## WHAT IS ASKED:
Switch "find" to "locate" everywhere it occurs in the entries below, and leave every other part of the lines unchanged.

# start of RECORDS SHOWN

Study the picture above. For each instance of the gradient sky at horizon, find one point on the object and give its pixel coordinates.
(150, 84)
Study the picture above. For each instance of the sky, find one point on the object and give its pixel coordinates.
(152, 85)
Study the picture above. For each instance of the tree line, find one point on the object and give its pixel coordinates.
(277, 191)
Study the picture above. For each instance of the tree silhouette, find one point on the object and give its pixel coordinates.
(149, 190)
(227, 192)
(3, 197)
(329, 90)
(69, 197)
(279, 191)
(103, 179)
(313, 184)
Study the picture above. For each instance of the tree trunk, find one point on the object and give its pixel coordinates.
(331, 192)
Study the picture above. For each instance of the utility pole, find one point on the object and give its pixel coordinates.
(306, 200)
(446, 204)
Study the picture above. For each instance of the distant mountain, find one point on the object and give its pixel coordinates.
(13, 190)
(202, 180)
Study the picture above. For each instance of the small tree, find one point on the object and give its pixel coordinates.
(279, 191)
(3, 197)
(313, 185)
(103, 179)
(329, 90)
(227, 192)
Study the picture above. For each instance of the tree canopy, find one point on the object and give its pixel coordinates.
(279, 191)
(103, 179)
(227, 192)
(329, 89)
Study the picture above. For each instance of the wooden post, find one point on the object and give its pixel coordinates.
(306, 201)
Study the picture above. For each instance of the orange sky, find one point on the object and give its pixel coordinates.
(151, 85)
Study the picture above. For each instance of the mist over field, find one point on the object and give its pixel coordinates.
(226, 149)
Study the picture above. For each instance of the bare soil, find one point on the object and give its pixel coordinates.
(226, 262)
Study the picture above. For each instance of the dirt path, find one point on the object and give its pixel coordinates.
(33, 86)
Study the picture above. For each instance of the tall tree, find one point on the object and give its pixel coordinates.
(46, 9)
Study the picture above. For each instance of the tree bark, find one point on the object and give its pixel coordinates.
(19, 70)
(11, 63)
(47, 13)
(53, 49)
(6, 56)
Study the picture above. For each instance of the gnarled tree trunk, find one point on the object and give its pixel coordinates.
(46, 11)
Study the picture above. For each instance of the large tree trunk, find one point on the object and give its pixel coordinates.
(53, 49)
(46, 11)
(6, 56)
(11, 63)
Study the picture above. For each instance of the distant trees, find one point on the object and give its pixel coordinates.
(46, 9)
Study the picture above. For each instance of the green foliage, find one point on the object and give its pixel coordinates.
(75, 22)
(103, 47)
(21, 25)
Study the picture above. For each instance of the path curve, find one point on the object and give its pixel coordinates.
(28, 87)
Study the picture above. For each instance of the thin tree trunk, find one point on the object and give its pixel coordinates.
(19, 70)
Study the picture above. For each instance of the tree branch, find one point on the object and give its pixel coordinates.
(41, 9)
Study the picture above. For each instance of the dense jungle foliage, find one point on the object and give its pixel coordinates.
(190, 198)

# end of RECORDS SHOWN

## WRITTEN SOLUTION:
Study the picture above. For each instance of the gradient sky at horizon, locate one point on the object and give its pixel coordinates.
(150, 84)
Study the picture above. For each instance of the sky, locate one point on the object and give its pixel coordinates.
(152, 85)
Study the picture above. For each instance of the tree line, locate one point on the object and give its pixel coordinates.
(277, 191)
Study the picture above. For each instance of the tree silhouette, locate one point on the object and give its pixel coordinates.
(149, 190)
(227, 192)
(3, 197)
(329, 90)
(69, 197)
(279, 191)
(103, 179)
(313, 184)
Study the picture above. For each instance of the tree trunk, locate one point on the object and give its pixel coordinates.
(331, 192)
Study the picture above. For each instance of the utility pole, locate one point on the object and give its pixel coordinates.
(306, 200)
(446, 204)
Study the picture above. For each instance of the distant mountain, locate one point on the object and give its pixel coordinates.
(13, 190)
(202, 180)
Study the picture above. For each instance of the small tree, locate one point on the object and give its pixel coordinates.
(279, 191)
(3, 197)
(313, 185)
(103, 179)
(329, 90)
(227, 192)
Study the picture above. For each instance of the tree canopy, locate one point on the object and give its pixel coordinates.
(279, 191)
(103, 179)
(227, 192)
(329, 89)
Study the picture above. For each instance of the wooden post, locate one point on the object and give its pixel coordinates.
(306, 201)
Study the picture above. For each instance of the orange sky, locate one point on the object and give its pixel coordinates.
(151, 85)
Study the picture above. For each instance of the mist over field, locate one point on the object and give its pixel coordinates.
(226, 149)
Study the picture above. For each instance of the bare soil, locate one point on the object and give its pixel coordinates.
(226, 262)
Study the picture above. For each instance of the dirt path, locate one point on the object and give its pixel coordinates.
(33, 86)
Study the picture above. For each instance of the tall tree, locate one point on the object and give its pixel coordinates.
(46, 9)
Study the picture above. For each instance of the tree bark, locate one point on the object and give its pixel coordinates.
(19, 70)
(11, 63)
(47, 13)
(53, 49)
(6, 56)
Study the picture above. For each instance of the gnarled tree trunk, locate one point on the object and give its pixel coordinates.
(46, 11)
Study the picture above. For each instance of the large tree trunk, locate one point on the object and give its pixel coordinates.
(53, 49)
(46, 11)
(6, 56)
(11, 63)
Study the picture above. For each instance of the distant trees, locate one point on the object and give its pixel coordinates.
(46, 9)
Study the picture above. For each instance of the green foliage, locate one point on the object and give its pixel coordinates.
(75, 22)
(103, 47)
(21, 25)
Study the picture above. For each instance of the path curve, locate one point on the object and give its pixel coordinates.
(28, 87)
Study the picture above. For each instance of the thin tree trunk, locate one point on the object and give its pixel coordinates.
(19, 70)
Study the picture above. For each instance of the tree branch, locate one point on the object and give its pixel coordinates.
(41, 9)
Study the picture above. For each instance of the dense jungle foliage, locate one point on the object and give its pixel coordinates.
(190, 198)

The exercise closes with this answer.